**Stored data**
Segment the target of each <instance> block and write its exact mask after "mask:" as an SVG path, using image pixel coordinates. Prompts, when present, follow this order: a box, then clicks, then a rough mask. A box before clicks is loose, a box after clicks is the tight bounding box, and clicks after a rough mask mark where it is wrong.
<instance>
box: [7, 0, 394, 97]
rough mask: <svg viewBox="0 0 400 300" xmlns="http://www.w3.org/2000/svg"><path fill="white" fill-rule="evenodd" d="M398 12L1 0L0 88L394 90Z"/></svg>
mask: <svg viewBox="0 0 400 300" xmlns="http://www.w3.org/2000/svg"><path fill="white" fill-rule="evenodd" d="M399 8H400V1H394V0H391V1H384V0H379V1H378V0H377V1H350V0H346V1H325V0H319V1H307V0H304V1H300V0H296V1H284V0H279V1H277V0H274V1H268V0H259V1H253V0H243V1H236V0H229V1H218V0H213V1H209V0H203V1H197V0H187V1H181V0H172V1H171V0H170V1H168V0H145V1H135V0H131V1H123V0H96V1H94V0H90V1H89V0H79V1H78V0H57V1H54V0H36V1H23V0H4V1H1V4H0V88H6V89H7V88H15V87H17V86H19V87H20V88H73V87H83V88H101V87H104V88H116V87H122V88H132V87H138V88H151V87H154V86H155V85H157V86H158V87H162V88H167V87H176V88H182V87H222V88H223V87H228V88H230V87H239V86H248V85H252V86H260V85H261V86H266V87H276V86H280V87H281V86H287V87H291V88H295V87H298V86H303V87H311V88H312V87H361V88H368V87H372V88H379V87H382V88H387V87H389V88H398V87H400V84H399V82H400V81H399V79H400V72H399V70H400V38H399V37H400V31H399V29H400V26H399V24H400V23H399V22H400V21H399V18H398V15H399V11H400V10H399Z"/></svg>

**EXERCISE OBJECTIVE**
State how many lines above contain the word "instance", and nothing more.

**EXERCISE SOLUTION**
2